Please copy out every one of the records below word for word, keeping each line unchanged and in the same order.

○ ○ ○

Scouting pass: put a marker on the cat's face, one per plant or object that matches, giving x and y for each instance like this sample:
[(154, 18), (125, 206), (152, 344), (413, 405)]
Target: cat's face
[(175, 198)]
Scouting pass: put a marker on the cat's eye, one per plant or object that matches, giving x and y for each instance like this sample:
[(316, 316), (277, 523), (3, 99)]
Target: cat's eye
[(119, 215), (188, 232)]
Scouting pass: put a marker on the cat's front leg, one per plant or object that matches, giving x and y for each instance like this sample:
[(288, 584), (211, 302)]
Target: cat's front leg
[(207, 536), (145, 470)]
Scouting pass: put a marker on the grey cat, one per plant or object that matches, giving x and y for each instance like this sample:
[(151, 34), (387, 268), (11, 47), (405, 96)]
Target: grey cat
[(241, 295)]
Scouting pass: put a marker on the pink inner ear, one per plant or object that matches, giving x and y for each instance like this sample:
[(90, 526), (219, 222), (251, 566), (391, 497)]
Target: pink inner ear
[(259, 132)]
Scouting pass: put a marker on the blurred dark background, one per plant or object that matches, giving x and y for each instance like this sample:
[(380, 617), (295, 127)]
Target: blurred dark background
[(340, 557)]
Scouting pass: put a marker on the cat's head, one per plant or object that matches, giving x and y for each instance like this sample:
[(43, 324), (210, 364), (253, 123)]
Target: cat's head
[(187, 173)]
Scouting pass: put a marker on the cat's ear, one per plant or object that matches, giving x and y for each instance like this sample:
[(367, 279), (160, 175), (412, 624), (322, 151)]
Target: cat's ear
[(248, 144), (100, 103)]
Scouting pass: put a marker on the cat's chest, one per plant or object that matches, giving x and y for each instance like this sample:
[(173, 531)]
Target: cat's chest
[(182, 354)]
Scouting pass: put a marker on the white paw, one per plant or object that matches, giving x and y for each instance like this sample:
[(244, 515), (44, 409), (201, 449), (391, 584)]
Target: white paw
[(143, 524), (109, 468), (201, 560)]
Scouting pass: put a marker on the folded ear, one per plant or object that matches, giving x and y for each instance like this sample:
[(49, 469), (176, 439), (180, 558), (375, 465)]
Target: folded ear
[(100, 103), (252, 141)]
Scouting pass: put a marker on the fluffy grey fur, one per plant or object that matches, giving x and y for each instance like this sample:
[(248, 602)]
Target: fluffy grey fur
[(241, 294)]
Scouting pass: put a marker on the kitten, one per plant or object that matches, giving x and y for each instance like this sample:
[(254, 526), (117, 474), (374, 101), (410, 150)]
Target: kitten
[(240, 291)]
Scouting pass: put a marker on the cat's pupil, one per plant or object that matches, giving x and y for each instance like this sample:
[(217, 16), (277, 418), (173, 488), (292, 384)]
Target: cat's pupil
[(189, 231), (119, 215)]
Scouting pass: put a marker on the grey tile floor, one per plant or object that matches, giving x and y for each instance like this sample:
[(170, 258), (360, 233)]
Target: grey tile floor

○ ○ ○

:: Exercise result ::
Scouting pass: put a marker on the cat's face, one per plant or object that matches, giving x and y for each instance like this sample:
[(154, 18), (125, 206), (152, 344), (413, 405)]
Target: cat's face
[(175, 198)]
Scouting pass: put a marker on the cat's eye, one per plant or object that matches, giving x and y for each instance like this sample:
[(316, 316), (277, 523), (3, 99)]
Target: cat's eye
[(119, 215), (188, 232)]
Scouting pass: put a marker on the cat's front leg, one per plant or object that matches, giving x and y for each instance like this sample:
[(288, 584), (211, 302)]
Target: cat's front leg
[(207, 536), (145, 470)]
Scouting pass: put a marker on the grey cat, one per plant or object that matches, giving x and y for each instance like this sample:
[(151, 34), (387, 268), (11, 47), (405, 96)]
Target: grey cat
[(241, 295)]
Scouting pass: put a marker on the pink inner ear, one per plant or object that matches, giving x and y for each instance like this sample:
[(90, 526), (219, 222), (251, 566), (391, 497)]
Target: pink inner ear
[(259, 132)]
Scouting pass: put a marker on the blurred dark background, one per plant or object that matches, giving x and y for each instance like this sample:
[(380, 617), (295, 127)]
Target: blurred dark background
[(340, 557)]
Scouting pass: put a marker on the cat's head, one per plant or object that matches, giving x and y for each instance like this sample:
[(43, 324), (210, 364), (253, 123)]
Target: cat's head
[(187, 173)]
Scouting pass: put a marker on the cat's ear, one per plant or object that matches, giving x and y for each instance like this sample:
[(367, 279), (160, 175), (412, 624), (322, 151)]
Target: cat's ear
[(248, 144), (100, 103)]
Scouting pass: put a marker on the cat's chest, one per plant or object that matches, giving x and y for each instance like this sample:
[(173, 531)]
Target: cat's chest
[(182, 354)]
Scouting pass: put a marker on the white paw, one per plant or object that matches, giving x and y for each instance like this sample:
[(244, 515), (44, 409), (201, 449), (391, 584)]
Target: white paw
[(143, 524), (109, 468), (201, 560)]
Scouting pass: put a marker on the folded ear, one per plant or object that matches, giving x and y for each instance like this sample:
[(49, 469), (176, 439), (180, 558), (375, 465)]
Target: folded ear
[(100, 103), (252, 141)]
Scouting pass: put a marker on the fluffy grey fur, one per plant or object that matches, giving x and y for each instance like this sample:
[(248, 602)]
Target: fluffy grey fur
[(241, 294)]
Scouting pass: put a marker on the kitten, one per plant or object that matches, giving x and y for each instance like this sample:
[(254, 526), (117, 474), (374, 101), (410, 150)]
Target: kitten
[(240, 291)]
Scouting pass: put a marker on the cat's pupil, one per plant or object that matches, giving x and y for each instance like this sample:
[(217, 16), (277, 418), (173, 488), (292, 384)]
Target: cat's pupil
[(189, 231), (119, 215)]
Scouting pass: put a marker on the grey tile floor, one per plant or object that matches, giving x and y for each instance like this sample:
[(170, 258), (360, 233)]
Target: grey tile floor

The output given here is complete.